* [YOUR TASK]: Set down each line of the listing below without changing anything.

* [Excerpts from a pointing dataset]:
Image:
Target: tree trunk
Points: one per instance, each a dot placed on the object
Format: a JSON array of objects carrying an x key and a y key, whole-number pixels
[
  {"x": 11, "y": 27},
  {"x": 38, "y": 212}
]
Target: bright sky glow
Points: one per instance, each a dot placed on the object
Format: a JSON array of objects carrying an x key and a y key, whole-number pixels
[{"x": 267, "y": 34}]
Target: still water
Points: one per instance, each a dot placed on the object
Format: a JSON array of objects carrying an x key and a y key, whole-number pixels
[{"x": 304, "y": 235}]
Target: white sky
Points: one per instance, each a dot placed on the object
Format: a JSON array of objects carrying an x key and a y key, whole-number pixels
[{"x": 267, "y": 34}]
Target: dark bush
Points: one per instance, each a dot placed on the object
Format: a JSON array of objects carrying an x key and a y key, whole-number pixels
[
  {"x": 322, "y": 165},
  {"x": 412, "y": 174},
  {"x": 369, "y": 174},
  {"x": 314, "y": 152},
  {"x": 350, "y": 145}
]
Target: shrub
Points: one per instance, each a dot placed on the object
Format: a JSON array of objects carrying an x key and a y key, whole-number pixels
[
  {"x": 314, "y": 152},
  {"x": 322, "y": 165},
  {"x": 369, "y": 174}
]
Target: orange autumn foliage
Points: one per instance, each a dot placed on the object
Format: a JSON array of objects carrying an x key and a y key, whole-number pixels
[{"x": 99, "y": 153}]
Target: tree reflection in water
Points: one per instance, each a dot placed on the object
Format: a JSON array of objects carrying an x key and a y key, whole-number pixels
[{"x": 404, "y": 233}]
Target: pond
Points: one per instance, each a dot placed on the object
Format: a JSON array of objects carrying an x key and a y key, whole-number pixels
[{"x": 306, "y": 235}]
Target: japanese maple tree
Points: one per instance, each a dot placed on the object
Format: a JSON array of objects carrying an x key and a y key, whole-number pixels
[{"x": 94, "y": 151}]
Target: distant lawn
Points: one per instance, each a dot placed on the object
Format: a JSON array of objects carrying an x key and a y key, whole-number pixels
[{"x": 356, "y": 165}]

* [EXPECTED ANSWER]:
Image:
Target: tree trunk
Points: one per instance, each a dot placed on the object
Format: a JSON array of objects carrying an x key and a y key, whole-number pixels
[
  {"x": 11, "y": 27},
  {"x": 38, "y": 212}
]
Target: bright sky glow
Points: one per instance, each a dot placed on the object
Format: a JSON array of objects carrying an x key and a y key, whole-number pixels
[{"x": 267, "y": 34}]
Target: still water
Points: one per instance, each a dot placed on the object
Format: a JSON array of objects carrying an x key and a y key, whole-number pixels
[{"x": 304, "y": 235}]
Target: white sky
Points: one per instance, each a dot placed on the object
Format: a JSON array of objects carrying an x key and a y key, whole-number pixels
[{"x": 267, "y": 34}]
Target: dark bush
Points: one per instance, each a dot placed on the object
Format: a JSON array of objects carrying an x key and a y key, whole-number pixels
[
  {"x": 322, "y": 165},
  {"x": 412, "y": 174},
  {"x": 369, "y": 174},
  {"x": 314, "y": 152},
  {"x": 350, "y": 145}
]
Target: shrub
Points: one per instance, each a dot placed on the object
Format: a JSON array of objects carrying an x key and a y key, whole-number pixels
[
  {"x": 314, "y": 152},
  {"x": 322, "y": 165},
  {"x": 369, "y": 174}
]
Target: orange autumn foliage
Points: one per instance, each a dot placed on the object
Format: a JSON array of objects carrying an x key and a y key, whole-number pixels
[{"x": 99, "y": 153}]
Target: tree reflection in water
Points: one per instance, each a dot placed on the object
Format: a JSON array of objects carrying an x key and a y key, whole-number pixels
[{"x": 404, "y": 233}]
Target: pond
Points: one per instance, each a dot placed on the object
Format: a JSON array of objects carrying an x key and a y key, whole-number pixels
[{"x": 306, "y": 235}]
Target: japanese maple tree
Points: one per instance, each a dot placed on the object
Format: a JSON array of objects carrying an x key and a y key, whole-number pixels
[{"x": 94, "y": 151}]
Target: distant lawn
Points: one per instance, each a dot placed on the object
Format: a JSON array of objects carrying an x key and a y key, whole-number pixels
[{"x": 356, "y": 165}]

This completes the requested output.